Source data
================================
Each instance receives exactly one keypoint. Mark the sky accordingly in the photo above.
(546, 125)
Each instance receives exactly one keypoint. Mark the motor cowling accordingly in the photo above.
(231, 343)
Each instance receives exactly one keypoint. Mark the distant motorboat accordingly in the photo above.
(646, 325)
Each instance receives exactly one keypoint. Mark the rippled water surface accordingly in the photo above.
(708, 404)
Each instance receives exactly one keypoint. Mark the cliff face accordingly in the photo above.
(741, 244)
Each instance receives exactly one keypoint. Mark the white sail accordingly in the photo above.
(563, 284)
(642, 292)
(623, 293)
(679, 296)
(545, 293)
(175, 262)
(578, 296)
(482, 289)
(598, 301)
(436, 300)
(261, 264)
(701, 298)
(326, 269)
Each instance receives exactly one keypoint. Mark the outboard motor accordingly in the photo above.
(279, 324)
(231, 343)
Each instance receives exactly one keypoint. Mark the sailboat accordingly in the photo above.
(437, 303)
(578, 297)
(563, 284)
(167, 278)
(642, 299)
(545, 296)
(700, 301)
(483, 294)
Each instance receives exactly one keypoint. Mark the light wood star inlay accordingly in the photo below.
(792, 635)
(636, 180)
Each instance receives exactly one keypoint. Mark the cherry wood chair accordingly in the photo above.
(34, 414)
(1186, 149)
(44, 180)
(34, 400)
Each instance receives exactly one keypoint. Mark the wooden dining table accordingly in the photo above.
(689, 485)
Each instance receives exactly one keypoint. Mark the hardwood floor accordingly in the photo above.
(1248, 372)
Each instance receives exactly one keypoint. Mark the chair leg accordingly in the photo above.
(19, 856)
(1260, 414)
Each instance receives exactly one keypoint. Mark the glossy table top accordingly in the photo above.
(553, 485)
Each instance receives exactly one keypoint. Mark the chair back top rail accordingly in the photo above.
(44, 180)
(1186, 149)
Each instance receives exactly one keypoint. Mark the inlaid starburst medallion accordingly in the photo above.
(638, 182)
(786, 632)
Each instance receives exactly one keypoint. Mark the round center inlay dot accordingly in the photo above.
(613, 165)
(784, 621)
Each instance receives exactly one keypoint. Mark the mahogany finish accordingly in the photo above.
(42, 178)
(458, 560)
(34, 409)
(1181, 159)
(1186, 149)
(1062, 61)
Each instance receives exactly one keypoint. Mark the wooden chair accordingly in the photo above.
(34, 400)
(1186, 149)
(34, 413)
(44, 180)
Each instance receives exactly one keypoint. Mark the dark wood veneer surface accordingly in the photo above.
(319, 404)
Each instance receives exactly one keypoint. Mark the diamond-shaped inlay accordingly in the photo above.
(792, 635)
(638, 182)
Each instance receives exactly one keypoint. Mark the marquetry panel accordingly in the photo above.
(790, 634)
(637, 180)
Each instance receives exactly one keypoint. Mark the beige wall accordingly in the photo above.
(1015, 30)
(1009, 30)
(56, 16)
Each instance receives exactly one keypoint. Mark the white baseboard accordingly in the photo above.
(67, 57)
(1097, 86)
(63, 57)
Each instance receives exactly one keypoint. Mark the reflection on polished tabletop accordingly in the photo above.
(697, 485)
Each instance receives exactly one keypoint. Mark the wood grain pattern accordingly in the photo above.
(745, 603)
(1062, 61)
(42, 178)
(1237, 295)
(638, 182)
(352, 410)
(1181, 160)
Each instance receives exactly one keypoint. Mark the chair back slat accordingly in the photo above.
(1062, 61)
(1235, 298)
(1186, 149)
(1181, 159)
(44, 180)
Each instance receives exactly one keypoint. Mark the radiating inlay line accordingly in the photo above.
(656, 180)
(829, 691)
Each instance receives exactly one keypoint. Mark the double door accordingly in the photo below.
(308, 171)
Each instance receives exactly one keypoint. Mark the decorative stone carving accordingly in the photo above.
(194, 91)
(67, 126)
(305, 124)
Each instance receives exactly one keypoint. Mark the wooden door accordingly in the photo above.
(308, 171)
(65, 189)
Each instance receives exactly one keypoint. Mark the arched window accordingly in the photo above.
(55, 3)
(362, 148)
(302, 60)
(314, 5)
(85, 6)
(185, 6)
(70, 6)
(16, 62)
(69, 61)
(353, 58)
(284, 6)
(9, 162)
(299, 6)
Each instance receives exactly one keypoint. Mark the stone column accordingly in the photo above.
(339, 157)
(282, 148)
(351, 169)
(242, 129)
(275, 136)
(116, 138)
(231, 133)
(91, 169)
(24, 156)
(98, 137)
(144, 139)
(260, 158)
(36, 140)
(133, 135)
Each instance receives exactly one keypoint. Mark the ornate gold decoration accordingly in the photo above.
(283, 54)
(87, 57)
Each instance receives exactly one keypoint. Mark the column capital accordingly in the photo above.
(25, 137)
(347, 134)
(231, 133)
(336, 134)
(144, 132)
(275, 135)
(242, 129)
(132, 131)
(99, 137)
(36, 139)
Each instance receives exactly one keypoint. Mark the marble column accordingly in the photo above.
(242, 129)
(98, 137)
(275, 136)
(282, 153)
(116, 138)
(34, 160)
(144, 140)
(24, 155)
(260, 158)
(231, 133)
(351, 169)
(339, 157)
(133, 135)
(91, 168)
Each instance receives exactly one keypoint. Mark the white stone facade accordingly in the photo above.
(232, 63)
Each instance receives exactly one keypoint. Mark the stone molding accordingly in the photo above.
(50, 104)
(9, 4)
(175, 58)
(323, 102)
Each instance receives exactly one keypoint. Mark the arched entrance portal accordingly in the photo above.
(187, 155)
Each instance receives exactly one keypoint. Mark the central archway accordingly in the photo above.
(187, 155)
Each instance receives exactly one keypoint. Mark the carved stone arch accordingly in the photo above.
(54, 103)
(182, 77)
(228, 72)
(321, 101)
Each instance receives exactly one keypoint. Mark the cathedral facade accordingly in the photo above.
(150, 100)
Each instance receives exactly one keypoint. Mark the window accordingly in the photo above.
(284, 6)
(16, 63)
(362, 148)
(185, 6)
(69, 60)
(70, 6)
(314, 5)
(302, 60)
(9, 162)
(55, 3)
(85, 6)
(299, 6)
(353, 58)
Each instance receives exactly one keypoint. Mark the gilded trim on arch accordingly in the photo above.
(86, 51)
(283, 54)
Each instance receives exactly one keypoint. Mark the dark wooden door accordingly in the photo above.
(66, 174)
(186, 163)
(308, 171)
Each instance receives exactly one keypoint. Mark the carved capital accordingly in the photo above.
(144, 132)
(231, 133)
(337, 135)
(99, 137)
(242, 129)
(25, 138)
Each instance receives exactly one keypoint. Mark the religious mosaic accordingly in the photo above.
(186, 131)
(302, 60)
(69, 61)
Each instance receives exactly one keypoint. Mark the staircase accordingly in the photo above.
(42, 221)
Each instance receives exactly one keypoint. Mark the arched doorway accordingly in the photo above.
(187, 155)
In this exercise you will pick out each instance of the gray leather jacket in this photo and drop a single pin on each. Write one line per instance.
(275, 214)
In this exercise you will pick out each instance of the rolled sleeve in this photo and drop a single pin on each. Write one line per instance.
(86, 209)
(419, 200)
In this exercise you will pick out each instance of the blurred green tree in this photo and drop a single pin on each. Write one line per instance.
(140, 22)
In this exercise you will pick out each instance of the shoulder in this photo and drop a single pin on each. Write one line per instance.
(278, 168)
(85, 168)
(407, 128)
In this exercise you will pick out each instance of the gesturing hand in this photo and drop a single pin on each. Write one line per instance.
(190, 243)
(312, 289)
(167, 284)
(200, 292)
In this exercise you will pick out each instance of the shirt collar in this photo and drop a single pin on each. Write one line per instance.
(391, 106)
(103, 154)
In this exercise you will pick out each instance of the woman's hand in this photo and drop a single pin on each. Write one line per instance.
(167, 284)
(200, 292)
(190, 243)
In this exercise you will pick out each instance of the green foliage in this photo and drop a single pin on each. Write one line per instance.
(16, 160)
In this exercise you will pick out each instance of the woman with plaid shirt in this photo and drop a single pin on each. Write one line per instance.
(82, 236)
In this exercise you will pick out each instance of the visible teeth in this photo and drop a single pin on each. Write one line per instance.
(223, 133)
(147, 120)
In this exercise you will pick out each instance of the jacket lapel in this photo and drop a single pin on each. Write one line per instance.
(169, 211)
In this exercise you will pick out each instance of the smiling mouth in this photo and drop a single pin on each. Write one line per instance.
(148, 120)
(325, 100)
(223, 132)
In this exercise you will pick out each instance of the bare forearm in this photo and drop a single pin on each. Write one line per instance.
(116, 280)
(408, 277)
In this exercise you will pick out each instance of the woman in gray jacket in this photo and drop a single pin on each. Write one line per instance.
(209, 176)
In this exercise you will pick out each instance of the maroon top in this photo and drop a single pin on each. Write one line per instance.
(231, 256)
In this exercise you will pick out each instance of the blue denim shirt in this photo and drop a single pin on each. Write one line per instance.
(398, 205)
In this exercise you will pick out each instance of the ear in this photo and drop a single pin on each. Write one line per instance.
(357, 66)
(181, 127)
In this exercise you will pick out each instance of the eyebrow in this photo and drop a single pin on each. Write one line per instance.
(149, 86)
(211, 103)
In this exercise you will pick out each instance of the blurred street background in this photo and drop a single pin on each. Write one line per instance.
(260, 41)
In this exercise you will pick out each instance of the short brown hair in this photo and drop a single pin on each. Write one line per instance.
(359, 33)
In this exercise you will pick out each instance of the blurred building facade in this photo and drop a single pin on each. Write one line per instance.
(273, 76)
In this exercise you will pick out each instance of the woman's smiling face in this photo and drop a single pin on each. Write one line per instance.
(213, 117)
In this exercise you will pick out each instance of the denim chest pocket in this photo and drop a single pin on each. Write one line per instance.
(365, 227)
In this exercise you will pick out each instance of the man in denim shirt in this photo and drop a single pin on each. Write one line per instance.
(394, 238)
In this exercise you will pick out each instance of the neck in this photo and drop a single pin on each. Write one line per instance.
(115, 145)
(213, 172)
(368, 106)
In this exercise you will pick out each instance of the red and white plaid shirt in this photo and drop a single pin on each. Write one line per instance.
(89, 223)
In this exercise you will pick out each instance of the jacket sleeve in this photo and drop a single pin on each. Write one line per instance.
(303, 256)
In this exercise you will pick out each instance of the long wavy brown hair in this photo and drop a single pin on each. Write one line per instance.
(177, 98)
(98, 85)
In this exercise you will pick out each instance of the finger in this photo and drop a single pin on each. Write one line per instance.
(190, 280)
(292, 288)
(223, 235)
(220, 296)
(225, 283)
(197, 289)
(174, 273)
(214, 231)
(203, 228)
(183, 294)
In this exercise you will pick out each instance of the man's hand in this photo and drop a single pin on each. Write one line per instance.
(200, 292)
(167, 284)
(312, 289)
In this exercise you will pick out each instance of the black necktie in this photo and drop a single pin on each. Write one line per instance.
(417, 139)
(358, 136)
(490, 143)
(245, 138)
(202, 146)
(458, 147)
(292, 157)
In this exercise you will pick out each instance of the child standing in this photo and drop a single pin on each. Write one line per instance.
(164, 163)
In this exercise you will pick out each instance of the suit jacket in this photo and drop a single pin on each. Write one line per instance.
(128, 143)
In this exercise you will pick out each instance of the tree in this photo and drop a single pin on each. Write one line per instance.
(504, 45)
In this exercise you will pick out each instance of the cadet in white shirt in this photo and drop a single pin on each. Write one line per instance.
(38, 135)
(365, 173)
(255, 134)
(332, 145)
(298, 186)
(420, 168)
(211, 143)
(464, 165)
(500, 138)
================================
• WORK REQUIRED: Begin at the line containing "of the cadet" and reproduce every line through the last one in the records above, exactly.

• YOUR SOLUTION:
In this exercise you will pick out each instance of the cadet in white shirt in this photo and drop a single pin on each. Write one line per instance.
(38, 135)
(365, 173)
(255, 134)
(332, 145)
(298, 186)
(420, 168)
(211, 143)
(464, 165)
(500, 138)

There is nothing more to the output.